What needs to be done - Return everything in the data from the line containing "The resolver MUST return, for each instance of the gothic" down to the end of the data, unchanged and with both ends included.
■ ■ ■ ■
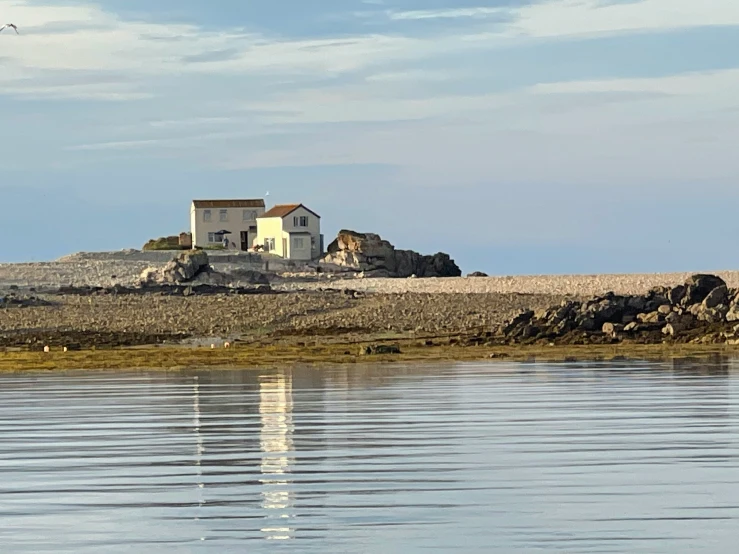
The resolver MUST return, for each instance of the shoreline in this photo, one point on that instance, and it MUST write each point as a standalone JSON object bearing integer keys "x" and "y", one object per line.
{"x": 250, "y": 356}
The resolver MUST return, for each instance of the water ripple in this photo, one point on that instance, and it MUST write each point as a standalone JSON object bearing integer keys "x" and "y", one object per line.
{"x": 576, "y": 457}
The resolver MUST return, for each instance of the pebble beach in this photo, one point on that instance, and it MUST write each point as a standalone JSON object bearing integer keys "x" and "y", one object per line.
{"x": 308, "y": 305}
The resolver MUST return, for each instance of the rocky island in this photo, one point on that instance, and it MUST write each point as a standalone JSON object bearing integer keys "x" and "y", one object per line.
{"x": 364, "y": 298}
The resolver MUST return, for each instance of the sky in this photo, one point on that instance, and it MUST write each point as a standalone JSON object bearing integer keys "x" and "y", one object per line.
{"x": 549, "y": 136}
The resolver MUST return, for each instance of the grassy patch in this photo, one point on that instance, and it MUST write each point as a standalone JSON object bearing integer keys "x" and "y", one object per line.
{"x": 289, "y": 355}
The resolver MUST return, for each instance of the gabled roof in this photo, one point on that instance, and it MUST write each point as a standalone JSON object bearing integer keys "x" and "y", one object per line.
{"x": 244, "y": 203}
{"x": 283, "y": 210}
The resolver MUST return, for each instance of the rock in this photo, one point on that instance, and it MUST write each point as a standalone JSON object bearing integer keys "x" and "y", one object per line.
{"x": 611, "y": 329}
{"x": 652, "y": 317}
{"x": 733, "y": 313}
{"x": 671, "y": 329}
{"x": 709, "y": 315}
{"x": 249, "y": 276}
{"x": 369, "y": 252}
{"x": 377, "y": 349}
{"x": 181, "y": 269}
{"x": 682, "y": 320}
{"x": 676, "y": 294}
{"x": 699, "y": 286}
{"x": 719, "y": 295}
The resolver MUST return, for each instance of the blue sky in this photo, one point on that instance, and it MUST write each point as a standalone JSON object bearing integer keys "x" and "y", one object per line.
{"x": 521, "y": 137}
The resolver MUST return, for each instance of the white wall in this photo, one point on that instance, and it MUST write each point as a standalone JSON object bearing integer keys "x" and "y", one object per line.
{"x": 280, "y": 228}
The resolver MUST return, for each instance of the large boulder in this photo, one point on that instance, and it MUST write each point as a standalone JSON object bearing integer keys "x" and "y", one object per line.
{"x": 182, "y": 269}
{"x": 368, "y": 252}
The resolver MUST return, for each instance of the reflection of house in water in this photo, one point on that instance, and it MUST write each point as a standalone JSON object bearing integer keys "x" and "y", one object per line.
{"x": 276, "y": 440}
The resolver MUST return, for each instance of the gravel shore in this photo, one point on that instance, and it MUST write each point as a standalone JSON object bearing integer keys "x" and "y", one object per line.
{"x": 82, "y": 270}
{"x": 144, "y": 319}
{"x": 436, "y": 306}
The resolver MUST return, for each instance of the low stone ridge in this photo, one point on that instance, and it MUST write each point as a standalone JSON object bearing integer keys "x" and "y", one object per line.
{"x": 165, "y": 290}
{"x": 15, "y": 301}
{"x": 369, "y": 253}
{"x": 183, "y": 268}
{"x": 702, "y": 311}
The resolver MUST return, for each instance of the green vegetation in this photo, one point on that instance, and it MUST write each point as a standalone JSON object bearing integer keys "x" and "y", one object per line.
{"x": 164, "y": 243}
{"x": 289, "y": 354}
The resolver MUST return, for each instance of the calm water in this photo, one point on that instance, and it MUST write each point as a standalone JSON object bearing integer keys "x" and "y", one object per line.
{"x": 472, "y": 458}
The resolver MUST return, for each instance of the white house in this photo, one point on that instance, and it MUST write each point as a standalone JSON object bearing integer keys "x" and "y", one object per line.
{"x": 290, "y": 231}
{"x": 209, "y": 218}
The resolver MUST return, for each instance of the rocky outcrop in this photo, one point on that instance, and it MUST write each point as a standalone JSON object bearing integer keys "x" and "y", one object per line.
{"x": 20, "y": 301}
{"x": 369, "y": 253}
{"x": 703, "y": 310}
{"x": 182, "y": 269}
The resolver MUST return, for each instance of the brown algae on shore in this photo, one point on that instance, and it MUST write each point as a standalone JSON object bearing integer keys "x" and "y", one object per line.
{"x": 290, "y": 355}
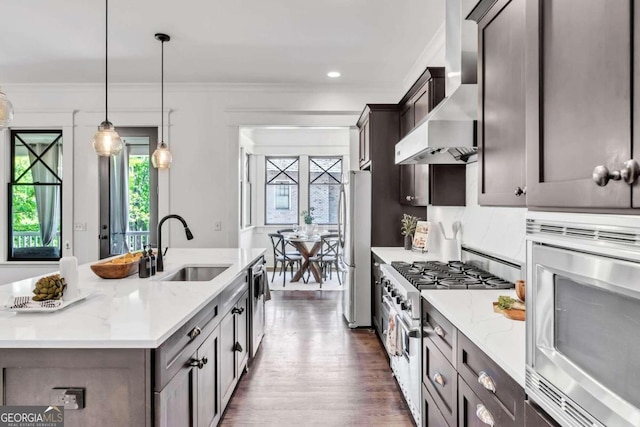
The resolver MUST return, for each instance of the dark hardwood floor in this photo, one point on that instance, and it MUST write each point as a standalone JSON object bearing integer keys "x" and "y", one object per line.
{"x": 313, "y": 370}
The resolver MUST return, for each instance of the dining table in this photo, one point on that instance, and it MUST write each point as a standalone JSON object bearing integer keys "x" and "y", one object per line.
{"x": 308, "y": 246}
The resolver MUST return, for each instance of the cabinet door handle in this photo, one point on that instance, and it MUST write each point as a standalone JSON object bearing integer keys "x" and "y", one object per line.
{"x": 629, "y": 174}
{"x": 484, "y": 415}
{"x": 438, "y": 330}
{"x": 199, "y": 363}
{"x": 194, "y": 332}
{"x": 487, "y": 382}
{"x": 438, "y": 378}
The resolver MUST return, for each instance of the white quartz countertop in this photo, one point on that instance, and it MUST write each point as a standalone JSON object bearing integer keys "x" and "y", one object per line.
{"x": 124, "y": 313}
{"x": 389, "y": 254}
{"x": 471, "y": 312}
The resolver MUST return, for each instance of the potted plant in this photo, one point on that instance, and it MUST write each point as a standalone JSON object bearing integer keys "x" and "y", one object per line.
{"x": 409, "y": 223}
{"x": 307, "y": 217}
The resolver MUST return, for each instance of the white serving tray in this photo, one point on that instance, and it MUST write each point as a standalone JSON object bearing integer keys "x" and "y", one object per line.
{"x": 15, "y": 303}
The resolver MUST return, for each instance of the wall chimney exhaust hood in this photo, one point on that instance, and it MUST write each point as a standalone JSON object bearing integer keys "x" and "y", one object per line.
{"x": 448, "y": 133}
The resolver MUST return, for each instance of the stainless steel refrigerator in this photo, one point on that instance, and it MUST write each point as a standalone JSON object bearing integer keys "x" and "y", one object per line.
{"x": 354, "y": 225}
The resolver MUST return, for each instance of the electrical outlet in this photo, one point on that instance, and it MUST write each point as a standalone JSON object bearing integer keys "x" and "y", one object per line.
{"x": 80, "y": 226}
{"x": 69, "y": 398}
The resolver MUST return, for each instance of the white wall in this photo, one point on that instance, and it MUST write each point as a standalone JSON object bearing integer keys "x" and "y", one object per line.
{"x": 493, "y": 230}
{"x": 203, "y": 135}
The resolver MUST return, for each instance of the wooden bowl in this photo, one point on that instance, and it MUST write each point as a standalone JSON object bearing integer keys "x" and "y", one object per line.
{"x": 520, "y": 289}
{"x": 115, "y": 270}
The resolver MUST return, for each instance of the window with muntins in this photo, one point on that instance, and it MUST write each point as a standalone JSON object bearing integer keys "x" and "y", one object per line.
{"x": 35, "y": 195}
{"x": 325, "y": 174}
{"x": 281, "y": 193}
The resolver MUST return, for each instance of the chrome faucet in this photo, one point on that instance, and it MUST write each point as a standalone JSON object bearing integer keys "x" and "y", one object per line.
{"x": 159, "y": 261}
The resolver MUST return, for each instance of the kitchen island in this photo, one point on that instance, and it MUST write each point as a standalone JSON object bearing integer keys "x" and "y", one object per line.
{"x": 141, "y": 351}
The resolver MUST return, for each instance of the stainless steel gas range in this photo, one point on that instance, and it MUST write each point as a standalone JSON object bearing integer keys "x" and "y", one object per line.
{"x": 401, "y": 286}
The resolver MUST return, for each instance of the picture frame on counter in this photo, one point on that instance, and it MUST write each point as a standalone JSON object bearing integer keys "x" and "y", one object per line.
{"x": 421, "y": 237}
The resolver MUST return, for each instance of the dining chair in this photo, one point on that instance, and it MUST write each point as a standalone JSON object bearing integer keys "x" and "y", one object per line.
{"x": 281, "y": 257}
{"x": 328, "y": 256}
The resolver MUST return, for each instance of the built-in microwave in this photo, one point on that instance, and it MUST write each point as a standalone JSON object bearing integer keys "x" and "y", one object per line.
{"x": 583, "y": 322}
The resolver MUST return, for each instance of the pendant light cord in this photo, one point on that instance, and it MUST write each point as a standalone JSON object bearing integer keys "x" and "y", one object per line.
{"x": 162, "y": 90}
{"x": 106, "y": 62}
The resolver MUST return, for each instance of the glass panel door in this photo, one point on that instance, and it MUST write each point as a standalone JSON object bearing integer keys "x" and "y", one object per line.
{"x": 128, "y": 194}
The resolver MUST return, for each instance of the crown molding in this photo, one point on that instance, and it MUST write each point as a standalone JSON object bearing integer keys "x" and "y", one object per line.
{"x": 430, "y": 57}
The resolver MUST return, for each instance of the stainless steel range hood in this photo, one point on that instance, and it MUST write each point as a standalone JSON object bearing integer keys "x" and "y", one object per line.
{"x": 447, "y": 134}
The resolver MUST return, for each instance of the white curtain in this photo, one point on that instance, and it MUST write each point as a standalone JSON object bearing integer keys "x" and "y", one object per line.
{"x": 47, "y": 196}
{"x": 119, "y": 187}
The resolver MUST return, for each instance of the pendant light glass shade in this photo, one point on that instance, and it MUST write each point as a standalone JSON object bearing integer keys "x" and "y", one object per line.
{"x": 162, "y": 158}
{"x": 106, "y": 141}
{"x": 6, "y": 110}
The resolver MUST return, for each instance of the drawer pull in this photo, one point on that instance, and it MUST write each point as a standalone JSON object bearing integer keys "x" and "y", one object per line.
{"x": 487, "y": 382}
{"x": 438, "y": 330}
{"x": 194, "y": 332}
{"x": 438, "y": 378}
{"x": 199, "y": 363}
{"x": 484, "y": 415}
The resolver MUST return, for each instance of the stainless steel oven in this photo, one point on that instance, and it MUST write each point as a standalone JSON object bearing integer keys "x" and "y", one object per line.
{"x": 583, "y": 330}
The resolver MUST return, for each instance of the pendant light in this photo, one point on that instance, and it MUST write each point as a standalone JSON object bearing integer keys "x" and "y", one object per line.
{"x": 106, "y": 141}
{"x": 6, "y": 110}
{"x": 162, "y": 158}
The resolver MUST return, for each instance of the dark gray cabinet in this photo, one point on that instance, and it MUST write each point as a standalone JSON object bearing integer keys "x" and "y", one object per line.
{"x": 191, "y": 398}
{"x": 501, "y": 102}
{"x": 379, "y": 126}
{"x": 462, "y": 386}
{"x": 233, "y": 347}
{"x": 420, "y": 99}
{"x": 580, "y": 105}
{"x": 437, "y": 185}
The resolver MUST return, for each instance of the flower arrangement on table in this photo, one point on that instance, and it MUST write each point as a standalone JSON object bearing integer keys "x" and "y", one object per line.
{"x": 409, "y": 223}
{"x": 307, "y": 216}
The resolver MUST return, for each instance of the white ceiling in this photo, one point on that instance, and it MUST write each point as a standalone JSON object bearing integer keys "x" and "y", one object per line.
{"x": 371, "y": 42}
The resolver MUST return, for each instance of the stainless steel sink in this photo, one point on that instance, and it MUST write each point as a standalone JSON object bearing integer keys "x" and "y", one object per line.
{"x": 192, "y": 273}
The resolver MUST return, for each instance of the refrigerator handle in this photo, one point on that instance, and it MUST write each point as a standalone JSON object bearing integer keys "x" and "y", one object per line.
{"x": 342, "y": 216}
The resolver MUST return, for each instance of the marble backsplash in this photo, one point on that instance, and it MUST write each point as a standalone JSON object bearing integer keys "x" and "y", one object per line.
{"x": 496, "y": 231}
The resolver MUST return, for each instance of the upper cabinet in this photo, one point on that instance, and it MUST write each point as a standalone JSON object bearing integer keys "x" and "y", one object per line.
{"x": 425, "y": 94}
{"x": 501, "y": 102}
{"x": 581, "y": 111}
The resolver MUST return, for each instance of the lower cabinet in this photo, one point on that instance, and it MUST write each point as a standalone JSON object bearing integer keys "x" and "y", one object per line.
{"x": 461, "y": 385}
{"x": 191, "y": 397}
{"x": 199, "y": 366}
{"x": 233, "y": 340}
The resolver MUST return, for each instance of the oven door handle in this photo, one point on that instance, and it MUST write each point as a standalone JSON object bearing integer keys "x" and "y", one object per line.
{"x": 411, "y": 332}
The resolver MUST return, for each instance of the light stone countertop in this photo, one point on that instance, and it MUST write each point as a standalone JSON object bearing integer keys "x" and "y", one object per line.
{"x": 471, "y": 312}
{"x": 389, "y": 254}
{"x": 124, "y": 313}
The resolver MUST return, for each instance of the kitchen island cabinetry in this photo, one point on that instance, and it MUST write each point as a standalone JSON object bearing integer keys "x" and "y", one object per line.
{"x": 379, "y": 131}
{"x": 582, "y": 113}
{"x": 233, "y": 339}
{"x": 501, "y": 102}
{"x": 144, "y": 352}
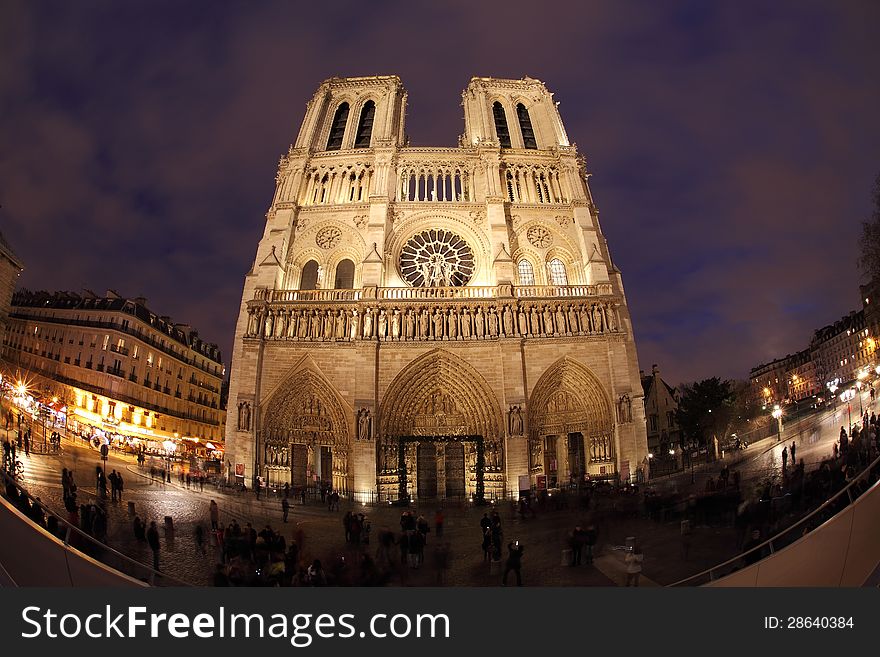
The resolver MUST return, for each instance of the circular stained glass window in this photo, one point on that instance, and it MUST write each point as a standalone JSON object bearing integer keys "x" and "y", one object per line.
{"x": 436, "y": 258}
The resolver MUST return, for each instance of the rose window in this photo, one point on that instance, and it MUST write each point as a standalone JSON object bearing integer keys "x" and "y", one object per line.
{"x": 436, "y": 258}
{"x": 328, "y": 237}
{"x": 539, "y": 237}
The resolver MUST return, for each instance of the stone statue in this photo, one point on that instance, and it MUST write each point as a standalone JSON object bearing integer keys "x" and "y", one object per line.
{"x": 610, "y": 322}
{"x": 340, "y": 325}
{"x": 548, "y": 321}
{"x": 424, "y": 324}
{"x": 536, "y": 455}
{"x": 438, "y": 324}
{"x": 507, "y": 321}
{"x": 352, "y": 325}
{"x": 585, "y": 320}
{"x": 598, "y": 322}
{"x": 560, "y": 321}
{"x": 315, "y": 330}
{"x": 270, "y": 323}
{"x": 368, "y": 323}
{"x": 364, "y": 432}
{"x": 479, "y": 323}
{"x": 624, "y": 409}
{"x": 244, "y": 416}
{"x": 535, "y": 321}
{"x": 410, "y": 324}
{"x": 572, "y": 320}
{"x": 493, "y": 322}
{"x": 516, "y": 421}
{"x": 328, "y": 324}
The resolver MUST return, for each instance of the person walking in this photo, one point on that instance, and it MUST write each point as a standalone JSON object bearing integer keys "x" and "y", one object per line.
{"x": 590, "y": 537}
{"x": 576, "y": 543}
{"x": 514, "y": 562}
{"x": 113, "y": 488}
{"x": 634, "y": 565}
{"x": 215, "y": 515}
{"x": 200, "y": 538}
{"x": 438, "y": 523}
{"x": 153, "y": 541}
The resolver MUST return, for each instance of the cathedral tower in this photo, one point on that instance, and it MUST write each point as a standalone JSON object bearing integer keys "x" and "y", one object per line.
{"x": 433, "y": 322}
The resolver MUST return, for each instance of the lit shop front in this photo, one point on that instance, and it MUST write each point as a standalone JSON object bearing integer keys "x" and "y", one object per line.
{"x": 130, "y": 428}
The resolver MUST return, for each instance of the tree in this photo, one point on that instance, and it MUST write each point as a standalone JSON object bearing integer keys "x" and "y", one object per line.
{"x": 869, "y": 246}
{"x": 706, "y": 410}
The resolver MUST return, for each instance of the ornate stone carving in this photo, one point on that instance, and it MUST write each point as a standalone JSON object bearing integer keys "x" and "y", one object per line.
{"x": 624, "y": 409}
{"x": 539, "y": 237}
{"x": 364, "y": 424}
{"x": 436, "y": 258}
{"x": 328, "y": 237}
{"x": 244, "y": 416}
{"x": 514, "y": 421}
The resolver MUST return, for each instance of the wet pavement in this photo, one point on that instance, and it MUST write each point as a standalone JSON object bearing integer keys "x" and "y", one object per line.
{"x": 321, "y": 532}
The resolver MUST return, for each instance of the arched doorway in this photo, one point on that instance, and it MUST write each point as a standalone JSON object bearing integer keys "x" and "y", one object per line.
{"x": 305, "y": 437}
{"x": 571, "y": 427}
{"x": 440, "y": 432}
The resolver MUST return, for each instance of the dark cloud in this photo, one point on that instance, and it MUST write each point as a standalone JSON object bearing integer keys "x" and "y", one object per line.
{"x": 733, "y": 145}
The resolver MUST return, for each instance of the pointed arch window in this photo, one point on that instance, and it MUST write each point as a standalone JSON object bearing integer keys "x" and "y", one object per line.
{"x": 337, "y": 130}
{"x": 309, "y": 278}
{"x": 344, "y": 275}
{"x": 558, "y": 276}
{"x": 525, "y": 126}
{"x": 526, "y": 272}
{"x": 501, "y": 125}
{"x": 365, "y": 125}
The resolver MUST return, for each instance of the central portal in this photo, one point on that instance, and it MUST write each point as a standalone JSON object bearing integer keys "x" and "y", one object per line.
{"x": 427, "y": 471}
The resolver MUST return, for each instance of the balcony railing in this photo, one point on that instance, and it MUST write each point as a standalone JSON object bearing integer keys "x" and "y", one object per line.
{"x": 435, "y": 293}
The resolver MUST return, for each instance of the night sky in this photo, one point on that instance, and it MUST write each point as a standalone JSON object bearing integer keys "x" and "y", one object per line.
{"x": 733, "y": 146}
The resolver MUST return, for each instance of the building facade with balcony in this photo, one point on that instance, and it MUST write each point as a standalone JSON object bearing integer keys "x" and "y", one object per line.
{"x": 10, "y": 269}
{"x": 120, "y": 369}
{"x": 433, "y": 322}
{"x": 661, "y": 405}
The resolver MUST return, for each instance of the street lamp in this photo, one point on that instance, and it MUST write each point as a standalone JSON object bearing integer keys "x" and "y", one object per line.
{"x": 169, "y": 446}
{"x": 777, "y": 413}
{"x": 847, "y": 396}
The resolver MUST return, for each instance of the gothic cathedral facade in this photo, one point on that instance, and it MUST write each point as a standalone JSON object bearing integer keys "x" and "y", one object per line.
{"x": 433, "y": 322}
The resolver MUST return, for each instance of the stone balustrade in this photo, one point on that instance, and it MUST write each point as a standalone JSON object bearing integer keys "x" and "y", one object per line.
{"x": 418, "y": 314}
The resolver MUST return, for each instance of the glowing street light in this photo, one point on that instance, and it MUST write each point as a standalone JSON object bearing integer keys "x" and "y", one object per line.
{"x": 777, "y": 413}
■ ■ ■ ■
Response to this exercise -
The resolver MUST return, for each instance of the gothic cathedral facade in this photo, one point on that instance, and it MUST write each point as a standalone JSON object bearing integer keys "x" and "y", one object per line.
{"x": 433, "y": 322}
The resolver MUST return, for each instance of the stone balustrade in this photo, one point on that instance, and it MUST write each point as a standalone JSON object bearing integer keys "x" and "y", one object per line.
{"x": 418, "y": 314}
The resolver MUST return, for each instance of the glowing street light in this photo, one point on that instance, and it MUST write each point as a standalone JSON object bearing integer keys "x" and "y", one object per line.
{"x": 777, "y": 413}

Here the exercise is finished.